SOURCE INFORMATION below:
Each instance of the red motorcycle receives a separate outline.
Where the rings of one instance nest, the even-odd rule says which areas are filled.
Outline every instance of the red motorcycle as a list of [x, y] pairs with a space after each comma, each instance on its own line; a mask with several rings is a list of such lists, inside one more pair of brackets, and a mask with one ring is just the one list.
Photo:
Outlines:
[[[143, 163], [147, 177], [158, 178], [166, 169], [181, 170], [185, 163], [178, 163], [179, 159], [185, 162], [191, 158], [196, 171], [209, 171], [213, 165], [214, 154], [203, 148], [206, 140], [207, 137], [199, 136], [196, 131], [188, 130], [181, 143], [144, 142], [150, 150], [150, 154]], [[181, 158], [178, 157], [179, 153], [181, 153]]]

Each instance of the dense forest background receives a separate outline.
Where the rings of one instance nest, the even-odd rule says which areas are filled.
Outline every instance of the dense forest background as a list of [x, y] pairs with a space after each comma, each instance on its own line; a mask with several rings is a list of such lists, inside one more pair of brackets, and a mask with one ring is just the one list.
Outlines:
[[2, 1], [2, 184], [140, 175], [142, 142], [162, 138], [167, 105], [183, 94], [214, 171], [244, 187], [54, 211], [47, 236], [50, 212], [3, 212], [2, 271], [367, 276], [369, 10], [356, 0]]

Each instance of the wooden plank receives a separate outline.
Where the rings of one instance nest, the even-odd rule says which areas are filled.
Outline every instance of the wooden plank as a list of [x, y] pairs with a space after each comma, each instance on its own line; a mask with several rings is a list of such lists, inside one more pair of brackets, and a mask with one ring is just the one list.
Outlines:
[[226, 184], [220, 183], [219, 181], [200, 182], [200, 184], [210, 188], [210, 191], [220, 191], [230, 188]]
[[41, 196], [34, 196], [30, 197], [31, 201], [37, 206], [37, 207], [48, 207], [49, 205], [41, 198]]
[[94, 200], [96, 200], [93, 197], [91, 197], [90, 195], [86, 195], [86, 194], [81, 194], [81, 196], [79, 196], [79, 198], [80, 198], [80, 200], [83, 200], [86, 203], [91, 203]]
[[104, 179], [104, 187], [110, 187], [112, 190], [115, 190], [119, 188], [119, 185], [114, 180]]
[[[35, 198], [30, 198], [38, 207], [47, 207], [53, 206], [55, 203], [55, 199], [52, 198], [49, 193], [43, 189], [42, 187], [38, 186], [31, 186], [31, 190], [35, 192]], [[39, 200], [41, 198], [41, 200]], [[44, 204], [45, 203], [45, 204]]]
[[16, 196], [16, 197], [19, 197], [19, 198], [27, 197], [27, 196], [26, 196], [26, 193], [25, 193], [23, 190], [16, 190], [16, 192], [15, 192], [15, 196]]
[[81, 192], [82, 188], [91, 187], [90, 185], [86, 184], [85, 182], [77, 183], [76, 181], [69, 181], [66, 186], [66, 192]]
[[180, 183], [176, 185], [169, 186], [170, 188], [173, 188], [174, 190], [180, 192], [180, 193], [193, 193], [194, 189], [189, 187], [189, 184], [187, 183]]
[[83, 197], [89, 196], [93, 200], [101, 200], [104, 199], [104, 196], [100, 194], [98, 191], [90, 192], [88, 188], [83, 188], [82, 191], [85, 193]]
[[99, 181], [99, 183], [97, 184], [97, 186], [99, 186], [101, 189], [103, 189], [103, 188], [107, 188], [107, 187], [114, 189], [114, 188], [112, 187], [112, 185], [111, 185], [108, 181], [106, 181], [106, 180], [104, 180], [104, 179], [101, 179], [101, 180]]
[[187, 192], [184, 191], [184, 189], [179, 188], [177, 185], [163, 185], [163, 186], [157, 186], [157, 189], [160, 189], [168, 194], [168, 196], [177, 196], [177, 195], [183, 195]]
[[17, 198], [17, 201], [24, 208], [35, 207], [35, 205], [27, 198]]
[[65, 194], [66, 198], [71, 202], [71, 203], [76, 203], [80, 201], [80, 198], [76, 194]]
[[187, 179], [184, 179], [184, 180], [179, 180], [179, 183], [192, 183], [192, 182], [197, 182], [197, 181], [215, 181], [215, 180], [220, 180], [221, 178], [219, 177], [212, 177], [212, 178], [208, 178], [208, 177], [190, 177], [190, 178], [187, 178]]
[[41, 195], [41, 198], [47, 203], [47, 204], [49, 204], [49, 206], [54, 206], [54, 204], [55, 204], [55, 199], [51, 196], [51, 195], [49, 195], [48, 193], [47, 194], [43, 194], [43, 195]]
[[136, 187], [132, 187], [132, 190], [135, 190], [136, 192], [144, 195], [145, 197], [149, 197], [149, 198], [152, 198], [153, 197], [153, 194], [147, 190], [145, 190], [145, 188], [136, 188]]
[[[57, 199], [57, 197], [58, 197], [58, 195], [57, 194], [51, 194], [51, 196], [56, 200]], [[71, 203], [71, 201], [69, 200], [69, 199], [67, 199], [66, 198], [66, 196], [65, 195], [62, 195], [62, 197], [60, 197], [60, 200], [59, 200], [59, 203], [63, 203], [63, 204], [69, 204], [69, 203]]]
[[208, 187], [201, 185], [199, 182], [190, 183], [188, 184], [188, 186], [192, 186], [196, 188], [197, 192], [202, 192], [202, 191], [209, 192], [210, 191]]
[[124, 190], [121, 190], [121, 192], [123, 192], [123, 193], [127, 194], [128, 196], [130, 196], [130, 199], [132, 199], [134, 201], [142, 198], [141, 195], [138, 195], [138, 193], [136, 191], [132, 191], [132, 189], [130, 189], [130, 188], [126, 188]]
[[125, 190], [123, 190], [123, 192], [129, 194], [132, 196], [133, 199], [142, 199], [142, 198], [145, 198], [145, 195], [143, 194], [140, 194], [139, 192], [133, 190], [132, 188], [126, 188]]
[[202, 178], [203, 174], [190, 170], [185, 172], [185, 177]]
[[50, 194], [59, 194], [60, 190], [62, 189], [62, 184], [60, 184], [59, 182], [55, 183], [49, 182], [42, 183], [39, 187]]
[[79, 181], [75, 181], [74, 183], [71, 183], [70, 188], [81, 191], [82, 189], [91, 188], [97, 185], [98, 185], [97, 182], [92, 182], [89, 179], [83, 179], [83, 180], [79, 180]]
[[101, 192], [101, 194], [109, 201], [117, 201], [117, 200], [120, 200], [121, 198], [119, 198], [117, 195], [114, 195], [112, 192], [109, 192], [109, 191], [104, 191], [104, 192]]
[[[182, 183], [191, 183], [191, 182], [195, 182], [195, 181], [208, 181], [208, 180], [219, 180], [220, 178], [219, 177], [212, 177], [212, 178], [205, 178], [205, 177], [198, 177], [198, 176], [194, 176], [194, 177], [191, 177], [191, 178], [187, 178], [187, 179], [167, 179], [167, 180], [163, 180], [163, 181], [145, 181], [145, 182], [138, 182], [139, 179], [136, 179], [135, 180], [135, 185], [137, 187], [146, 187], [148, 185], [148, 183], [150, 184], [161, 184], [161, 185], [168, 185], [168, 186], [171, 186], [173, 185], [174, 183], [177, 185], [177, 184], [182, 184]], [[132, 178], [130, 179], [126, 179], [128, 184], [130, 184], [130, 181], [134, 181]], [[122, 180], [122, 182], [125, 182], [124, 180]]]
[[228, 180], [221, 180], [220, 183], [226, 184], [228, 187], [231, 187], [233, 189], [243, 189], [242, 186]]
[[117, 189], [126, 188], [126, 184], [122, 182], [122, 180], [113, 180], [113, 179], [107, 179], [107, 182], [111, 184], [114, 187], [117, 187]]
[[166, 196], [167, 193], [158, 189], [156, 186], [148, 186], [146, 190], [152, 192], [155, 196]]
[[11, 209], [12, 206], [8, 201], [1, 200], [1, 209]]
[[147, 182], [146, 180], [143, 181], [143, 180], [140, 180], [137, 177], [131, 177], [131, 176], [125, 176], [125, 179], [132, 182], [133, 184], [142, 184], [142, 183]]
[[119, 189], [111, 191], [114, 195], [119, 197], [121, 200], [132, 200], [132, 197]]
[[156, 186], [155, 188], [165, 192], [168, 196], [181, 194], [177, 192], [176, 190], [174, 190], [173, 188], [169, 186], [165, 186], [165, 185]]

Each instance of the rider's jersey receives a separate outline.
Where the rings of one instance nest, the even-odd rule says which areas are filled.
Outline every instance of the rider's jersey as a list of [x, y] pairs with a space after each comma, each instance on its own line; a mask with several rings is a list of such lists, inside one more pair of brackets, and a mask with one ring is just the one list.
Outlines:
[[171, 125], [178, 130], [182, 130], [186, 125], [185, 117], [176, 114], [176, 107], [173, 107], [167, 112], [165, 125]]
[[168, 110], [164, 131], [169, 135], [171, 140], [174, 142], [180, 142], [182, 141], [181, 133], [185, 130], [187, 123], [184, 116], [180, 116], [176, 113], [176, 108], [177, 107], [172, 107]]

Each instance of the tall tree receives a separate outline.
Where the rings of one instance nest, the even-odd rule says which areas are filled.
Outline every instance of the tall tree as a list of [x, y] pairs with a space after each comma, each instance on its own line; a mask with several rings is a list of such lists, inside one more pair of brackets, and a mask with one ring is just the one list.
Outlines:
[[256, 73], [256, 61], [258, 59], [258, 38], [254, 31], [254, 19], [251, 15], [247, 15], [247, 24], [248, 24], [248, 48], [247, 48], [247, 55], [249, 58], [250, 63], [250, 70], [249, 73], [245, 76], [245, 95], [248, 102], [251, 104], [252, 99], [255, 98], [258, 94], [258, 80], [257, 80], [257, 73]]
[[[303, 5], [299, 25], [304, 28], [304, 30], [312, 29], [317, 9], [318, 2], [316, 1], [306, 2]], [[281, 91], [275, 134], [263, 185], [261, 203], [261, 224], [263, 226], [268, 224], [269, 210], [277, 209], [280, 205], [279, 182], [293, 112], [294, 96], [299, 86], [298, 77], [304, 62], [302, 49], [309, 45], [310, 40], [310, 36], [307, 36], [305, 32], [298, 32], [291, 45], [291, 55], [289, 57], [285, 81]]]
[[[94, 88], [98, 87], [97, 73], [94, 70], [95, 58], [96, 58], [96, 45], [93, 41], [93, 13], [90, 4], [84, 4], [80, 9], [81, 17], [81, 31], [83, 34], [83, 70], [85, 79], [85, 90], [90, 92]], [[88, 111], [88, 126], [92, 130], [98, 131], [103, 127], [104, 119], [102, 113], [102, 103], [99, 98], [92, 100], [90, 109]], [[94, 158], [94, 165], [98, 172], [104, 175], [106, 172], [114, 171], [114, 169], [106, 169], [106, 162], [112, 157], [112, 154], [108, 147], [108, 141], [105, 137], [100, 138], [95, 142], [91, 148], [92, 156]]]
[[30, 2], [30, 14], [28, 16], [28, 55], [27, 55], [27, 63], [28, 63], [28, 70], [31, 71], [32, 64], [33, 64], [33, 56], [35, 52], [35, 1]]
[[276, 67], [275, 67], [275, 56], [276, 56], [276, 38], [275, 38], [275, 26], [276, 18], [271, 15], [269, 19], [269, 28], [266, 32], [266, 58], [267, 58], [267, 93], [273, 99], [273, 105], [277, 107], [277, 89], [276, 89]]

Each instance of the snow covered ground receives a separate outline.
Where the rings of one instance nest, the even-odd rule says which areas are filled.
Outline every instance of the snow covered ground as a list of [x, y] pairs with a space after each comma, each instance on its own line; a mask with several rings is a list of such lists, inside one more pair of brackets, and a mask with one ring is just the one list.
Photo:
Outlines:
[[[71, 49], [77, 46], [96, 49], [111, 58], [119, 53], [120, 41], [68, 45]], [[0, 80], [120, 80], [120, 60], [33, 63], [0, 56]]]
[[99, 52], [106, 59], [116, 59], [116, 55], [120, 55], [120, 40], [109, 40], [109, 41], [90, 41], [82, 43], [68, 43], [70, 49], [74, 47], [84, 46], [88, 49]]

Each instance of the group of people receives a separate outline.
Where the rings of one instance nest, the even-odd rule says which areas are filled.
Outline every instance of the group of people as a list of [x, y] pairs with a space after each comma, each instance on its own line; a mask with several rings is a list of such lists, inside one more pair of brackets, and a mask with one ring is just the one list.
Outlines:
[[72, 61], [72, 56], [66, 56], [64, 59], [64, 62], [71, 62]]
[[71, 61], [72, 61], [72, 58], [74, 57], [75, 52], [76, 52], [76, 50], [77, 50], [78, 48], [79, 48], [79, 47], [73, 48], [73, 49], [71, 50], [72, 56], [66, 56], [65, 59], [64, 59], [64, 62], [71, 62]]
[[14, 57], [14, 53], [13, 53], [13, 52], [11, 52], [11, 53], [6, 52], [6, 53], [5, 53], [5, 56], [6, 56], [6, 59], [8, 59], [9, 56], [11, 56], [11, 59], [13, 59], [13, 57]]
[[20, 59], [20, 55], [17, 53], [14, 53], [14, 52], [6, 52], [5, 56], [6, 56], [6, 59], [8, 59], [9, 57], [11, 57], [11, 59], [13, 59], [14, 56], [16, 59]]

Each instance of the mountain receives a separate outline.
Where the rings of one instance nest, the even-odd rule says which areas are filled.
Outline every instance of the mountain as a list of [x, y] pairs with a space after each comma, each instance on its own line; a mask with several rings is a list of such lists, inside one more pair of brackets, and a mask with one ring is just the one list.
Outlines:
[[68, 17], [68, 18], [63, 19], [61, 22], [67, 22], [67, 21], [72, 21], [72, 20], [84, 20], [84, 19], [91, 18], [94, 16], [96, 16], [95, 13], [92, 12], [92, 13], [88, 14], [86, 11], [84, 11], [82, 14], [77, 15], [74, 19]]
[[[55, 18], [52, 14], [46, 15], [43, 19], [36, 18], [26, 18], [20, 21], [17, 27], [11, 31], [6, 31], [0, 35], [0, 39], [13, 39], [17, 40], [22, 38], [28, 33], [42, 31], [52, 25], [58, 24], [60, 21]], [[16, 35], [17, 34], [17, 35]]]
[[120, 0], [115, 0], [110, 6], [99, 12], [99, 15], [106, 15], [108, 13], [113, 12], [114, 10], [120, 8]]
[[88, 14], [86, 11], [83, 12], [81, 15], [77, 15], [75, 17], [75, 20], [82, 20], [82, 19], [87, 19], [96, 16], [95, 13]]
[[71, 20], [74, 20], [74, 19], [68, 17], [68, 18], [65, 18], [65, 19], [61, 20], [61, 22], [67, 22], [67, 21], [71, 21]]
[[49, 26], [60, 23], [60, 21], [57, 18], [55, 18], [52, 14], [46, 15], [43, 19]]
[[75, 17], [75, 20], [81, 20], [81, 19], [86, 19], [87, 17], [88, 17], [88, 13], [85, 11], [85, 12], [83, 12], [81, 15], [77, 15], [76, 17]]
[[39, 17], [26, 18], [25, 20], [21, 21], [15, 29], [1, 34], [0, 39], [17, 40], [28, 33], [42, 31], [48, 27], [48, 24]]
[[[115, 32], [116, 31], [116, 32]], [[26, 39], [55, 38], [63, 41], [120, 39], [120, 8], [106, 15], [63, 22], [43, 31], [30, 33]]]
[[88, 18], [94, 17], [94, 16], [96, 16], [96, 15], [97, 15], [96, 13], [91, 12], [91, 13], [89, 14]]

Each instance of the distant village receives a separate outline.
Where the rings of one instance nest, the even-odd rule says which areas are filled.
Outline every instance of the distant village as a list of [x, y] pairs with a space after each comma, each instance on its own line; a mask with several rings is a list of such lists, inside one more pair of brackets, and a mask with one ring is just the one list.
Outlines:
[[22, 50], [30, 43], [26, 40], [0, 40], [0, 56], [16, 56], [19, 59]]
End of SOURCE INFORMATION.
■ **EXERCISE BRIEF**: Every line of the data above that includes "tall" should be listed.

■ **RESPONSE BELOW**:
Each instance of the tall tree receives a separate outline.
Outline every instance of the tall tree as a list of [x, y] pairs with a space after each comma, each instance on its own line; a mask with several rings is a list of such lists, inside one more pair of brackets, and a mask with one ring is just the one list.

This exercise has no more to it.